Recast the records below as a Markdown table with the columns Row and Record line. Put each line in its own row with a running number, and leave out blank lines.

Information supplied:

__________________________________________________

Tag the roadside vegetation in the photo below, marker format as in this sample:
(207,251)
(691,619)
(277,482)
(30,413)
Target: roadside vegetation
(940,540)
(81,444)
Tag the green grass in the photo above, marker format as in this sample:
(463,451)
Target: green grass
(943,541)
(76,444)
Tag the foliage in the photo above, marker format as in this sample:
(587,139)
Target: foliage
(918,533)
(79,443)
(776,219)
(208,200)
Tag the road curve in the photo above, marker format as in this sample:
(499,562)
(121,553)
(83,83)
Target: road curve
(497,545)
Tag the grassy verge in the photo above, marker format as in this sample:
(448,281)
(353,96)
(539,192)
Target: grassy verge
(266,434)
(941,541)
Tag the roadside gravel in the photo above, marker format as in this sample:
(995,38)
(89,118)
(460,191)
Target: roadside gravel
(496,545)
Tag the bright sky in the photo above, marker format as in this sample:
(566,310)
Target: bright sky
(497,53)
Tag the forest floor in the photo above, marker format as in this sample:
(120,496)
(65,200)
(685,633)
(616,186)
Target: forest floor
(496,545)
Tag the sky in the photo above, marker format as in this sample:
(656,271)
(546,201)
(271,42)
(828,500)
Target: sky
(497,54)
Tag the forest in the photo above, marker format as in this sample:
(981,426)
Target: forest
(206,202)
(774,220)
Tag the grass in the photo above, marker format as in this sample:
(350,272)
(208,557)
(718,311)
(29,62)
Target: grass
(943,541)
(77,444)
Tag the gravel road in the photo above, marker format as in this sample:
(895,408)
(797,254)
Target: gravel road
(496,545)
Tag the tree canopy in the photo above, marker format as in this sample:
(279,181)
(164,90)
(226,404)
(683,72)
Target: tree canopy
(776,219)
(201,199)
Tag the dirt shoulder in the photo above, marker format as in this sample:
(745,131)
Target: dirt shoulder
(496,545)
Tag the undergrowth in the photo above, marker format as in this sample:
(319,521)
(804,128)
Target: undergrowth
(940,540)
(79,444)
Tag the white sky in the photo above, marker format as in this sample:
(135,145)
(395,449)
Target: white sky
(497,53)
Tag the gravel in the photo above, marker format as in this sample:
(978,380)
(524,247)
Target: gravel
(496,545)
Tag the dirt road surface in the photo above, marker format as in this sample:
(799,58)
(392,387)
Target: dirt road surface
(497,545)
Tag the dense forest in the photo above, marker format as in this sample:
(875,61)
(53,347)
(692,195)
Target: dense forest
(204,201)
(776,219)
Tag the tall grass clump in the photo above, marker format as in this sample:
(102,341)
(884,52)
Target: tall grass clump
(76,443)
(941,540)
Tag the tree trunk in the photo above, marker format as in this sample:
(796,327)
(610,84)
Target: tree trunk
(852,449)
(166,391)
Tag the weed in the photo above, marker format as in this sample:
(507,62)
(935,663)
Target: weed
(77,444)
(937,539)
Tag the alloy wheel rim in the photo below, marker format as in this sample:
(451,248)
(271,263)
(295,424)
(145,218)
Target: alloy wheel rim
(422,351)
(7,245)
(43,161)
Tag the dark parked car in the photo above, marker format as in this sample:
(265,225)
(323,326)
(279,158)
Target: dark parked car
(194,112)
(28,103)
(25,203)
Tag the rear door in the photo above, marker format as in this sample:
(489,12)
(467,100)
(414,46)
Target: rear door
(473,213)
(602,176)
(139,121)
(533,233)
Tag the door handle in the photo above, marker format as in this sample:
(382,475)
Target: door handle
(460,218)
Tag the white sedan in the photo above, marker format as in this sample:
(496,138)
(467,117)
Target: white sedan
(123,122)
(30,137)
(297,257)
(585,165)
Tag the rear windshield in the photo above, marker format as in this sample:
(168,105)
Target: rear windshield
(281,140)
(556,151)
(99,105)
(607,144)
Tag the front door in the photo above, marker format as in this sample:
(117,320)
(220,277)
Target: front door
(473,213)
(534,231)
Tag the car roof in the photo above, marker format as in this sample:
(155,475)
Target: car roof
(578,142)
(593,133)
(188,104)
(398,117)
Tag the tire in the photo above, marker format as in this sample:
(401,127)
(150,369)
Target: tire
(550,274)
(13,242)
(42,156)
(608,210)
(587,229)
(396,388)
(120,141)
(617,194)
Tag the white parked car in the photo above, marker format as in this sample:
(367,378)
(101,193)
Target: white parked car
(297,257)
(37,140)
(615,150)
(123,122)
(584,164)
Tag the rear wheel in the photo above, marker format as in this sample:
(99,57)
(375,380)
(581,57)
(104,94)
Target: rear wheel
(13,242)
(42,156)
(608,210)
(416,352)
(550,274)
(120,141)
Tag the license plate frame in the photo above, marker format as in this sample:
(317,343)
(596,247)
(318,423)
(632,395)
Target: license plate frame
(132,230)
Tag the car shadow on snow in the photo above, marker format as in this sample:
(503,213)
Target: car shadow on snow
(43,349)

__________________________________________________

Response to this task:
| Row | Record line |
|---|---|
| 1 | Tag the roadside vegetation in the photo below, marker format as in this sample: |
| 2 | (207,251) |
| 3 | (691,619) |
| 4 | (277,482) |
| 5 | (30,413) |
| 6 | Target: roadside vegetation |
| 7 | (940,540) |
| 8 | (81,444) |
| 9 | Tag the green grass in the photo above, marker format as in this sample: |
| 10 | (463,451) |
| 11 | Target: green grass |
| 12 | (943,541) |
| 13 | (76,444) |
| 14 | Tag the foliage in the photo above, marker format as in this sample: |
| 15 | (587,139) |
| 16 | Target: foliage |
| 17 | (918,533) |
| 18 | (79,443) |
| 19 | (776,219) |
| 20 | (208,200) |
| 21 | Tag the road curve in the photo above, marker format as in this sample: |
| 22 | (499,562) |
| 23 | (121,553) |
| 24 | (83,83) |
| 25 | Target: road curve |
| 26 | (497,545) |
| 27 | Tag the grassy verge in the photo above, marker format as in this sample: |
| 28 | (448,281) |
| 29 | (353,96) |
| 30 | (539,192) |
| 31 | Target: grassy verge |
| 32 | (266,434) |
| 33 | (941,541) |
| 34 | Tag the roadside gravel in the photo above, marker format as in this sample: |
| 35 | (995,38) |
| 36 | (89,118) |
| 37 | (460,191) |
| 38 | Target: roadside gravel |
| 39 | (496,545) |
| 40 | Tag the bright sky in the photo above, marker format as in this sample: |
| 41 | (566,310) |
| 42 | Target: bright sky |
| 43 | (497,53) |
| 44 | Tag the forest floor in the photo above, marker format as in this sample: |
| 45 | (120,496) |
| 46 | (65,200) |
| 47 | (685,633) |
| 48 | (616,186) |
| 49 | Target: forest floor |
| 50 | (496,545) |
| 51 | Tag the sky in the photo above, marker format as in this sample: |
| 52 | (656,271) |
| 53 | (546,201) |
| 54 | (271,42) |
| 55 | (828,500) |
| 56 | Target: sky |
| 57 | (497,54) |
| 58 | Tag the forest in the photo above, marker format as in this sample: |
| 59 | (981,426) |
| 60 | Target: forest |
| 61 | (206,202) |
| 62 | (774,220) |
| 63 | Tag the grass in the photo above, marker format as in this sample: |
| 64 | (350,272) |
| 65 | (208,557) |
| 66 | (718,311) |
| 67 | (29,62) |
| 68 | Target: grass |
| 69 | (943,541) |
| 70 | (77,444) |
| 71 | Tag the gravel road in the photo above, marker format as in this sample: |
| 72 | (895,408) |
| 73 | (797,254) |
| 74 | Target: gravel road |
| 75 | (496,545) |
| 76 | Tag the tree canopy in the photo above, marker format as in this sample: |
| 77 | (279,181) |
| 78 | (164,90) |
| 79 | (226,404) |
| 80 | (683,72) |
| 81 | Target: tree canopy |
| 82 | (776,219) |
| 83 | (201,199) |
| 84 | Tag the dirt shoulder in the photo above, marker format as in this sample: |
| 85 | (745,131) |
| 86 | Target: dirt shoulder |
| 87 | (496,545) |
| 88 | Tag the undergrowth in the photo above, marker format as in this sample: |
| 89 | (319,521) |
| 90 | (804,128) |
| 91 | Target: undergrowth |
| 92 | (940,540) |
| 93 | (79,444) |
| 94 | Tag the white sky in the photo above, marker format as in this sample: |
| 95 | (135,145) |
| 96 | (395,449) |
| 97 | Target: white sky |
| 98 | (497,53) |
| 99 | Tag the gravel in the photo above, marker format as in this sample: |
| 100 | (978,380) |
| 101 | (524,247) |
| 102 | Target: gravel |
| 103 | (496,545) |
| 104 | Tag the dirt road surface in the photo above, marker format as in this sample: |
| 105 | (799,58) |
| 106 | (392,387) |
| 107 | Target: dirt road surface |
| 108 | (497,545) |
| 109 | Tag the dense forest in the photo above, marker format as in this sample: |
| 110 | (875,61) |
| 111 | (53,347) |
| 112 | (692,195) |
| 113 | Target: dense forest |
| 114 | (204,201) |
| 115 | (776,219) |
| 116 | Tag the tall grass clump in the photo above, marker format as in this sample: |
| 117 | (102,341) |
| 118 | (884,52) |
| 119 | Target: tall grass clump |
| 120 | (76,443) |
| 121 | (941,540) |
| 122 | Tag the tree trunk in the photo above, marker format as in this sample: |
| 123 | (796,327) |
| 124 | (610,84) |
| 125 | Target: tree trunk |
| 126 | (852,449) |
| 127 | (166,391) |
| 128 | Tag the weed in the photo above, marker format as in this sample: |
| 129 | (507,62) |
| 130 | (935,663) |
| 131 | Target: weed |
| 132 | (77,444) |
| 133 | (937,539) |
| 134 | Tag the alloy wheel rim in the photo below, marker format as in this sample: |
| 135 | (451,248) |
| 136 | (271,263) |
| 137 | (295,424) |
| 138 | (145,218) |
| 139 | Target: alloy wheel rim |
| 140 | (422,351) |
| 141 | (7,245) |
| 142 | (43,161) |
| 143 | Tag the dark parked car in the photo above, marker format as in this sample: |
| 144 | (265,225) |
| 145 | (323,326) |
| 146 | (279,158) |
| 147 | Target: dark parked car |
| 148 | (194,112) |
| 149 | (28,103) |
| 150 | (25,203) |
| 151 | Tag the rear door in the photo above, marker format as in this sample: |
| 152 | (489,12) |
| 153 | (467,100) |
| 154 | (414,46) |
| 155 | Target: rear door |
| 156 | (473,213) |
| 157 | (602,176) |
| 158 | (139,121) |
| 159 | (533,233) |
| 160 | Tag the door handle in the photo above, marker format as in this sample: |
| 161 | (382,475) |
| 162 | Target: door handle |
| 163 | (460,218) |
| 164 | Tag the white sedan in the photo above, marker format as in this sample: |
| 165 | (496,138) |
| 166 | (467,117) |
| 167 | Target: white sedan |
| 168 | (123,122) |
| 169 | (30,137) |
| 170 | (297,257) |
| 171 | (585,165) |
| 172 | Tag the rear windshield in the photo above, marker format as in this sample: |
| 173 | (168,105) |
| 174 | Target: rear windshield |
| 175 | (281,140) |
| 176 | (556,151) |
| 177 | (99,105) |
| 178 | (607,144) |
| 179 | Tag the front door in the photo above, marker format as in this sample: |
| 180 | (117,320) |
| 181 | (220,277) |
| 182 | Target: front door |
| 183 | (473,213) |
| 184 | (534,231) |
| 185 | Tag the car roof in the photo above, marker format as in this sample: |
| 186 | (155,475) |
| 187 | Target: car roof |
| 188 | (578,142) |
| 189 | (593,133) |
| 190 | (188,104) |
| 191 | (398,117) |
| 192 | Tag the tire in the photo above, marker format as in this sample: |
| 193 | (401,127) |
| 194 | (150,369) |
| 195 | Target: tire |
| 196 | (550,274) |
| 197 | (13,242) |
| 198 | (42,156) |
| 199 | (608,210) |
| 200 | (587,229) |
| 201 | (396,388) |
| 202 | (120,141) |
| 203 | (617,194) |
| 204 | Tag the white parked car in the photo above, marker format as in this sample: |
| 205 | (367,378) |
| 206 | (101,193) |
| 207 | Target: white parked car |
| 208 | (297,257) |
| 209 | (37,140) |
| 210 | (615,150) |
| 211 | (123,122) |
| 212 | (584,164) |
| 213 | Tag the rear wheel in the photo above, marker format as in this sample: |
| 214 | (99,57) |
| 215 | (375,380) |
| 216 | (581,57) |
| 217 | (104,94) |
| 218 | Target: rear wheel |
| 219 | (13,242) |
| 220 | (42,156) |
| 221 | (608,210) |
| 222 | (416,352) |
| 223 | (550,274) |
| 224 | (120,141) |
| 225 | Tag the license plate frame in the photo above, marker format as in this sample: |
| 226 | (317,343) |
| 227 | (596,247) |
| 228 | (318,423) |
| 229 | (632,395) |
| 230 | Target: license plate frame |
| 231 | (132,230) |
| 232 | Tag the car shadow on snow in the photo above, marker format as in this sample: |
| 233 | (503,213) |
| 234 | Target: car shadow on snow |
| 235 | (43,349) |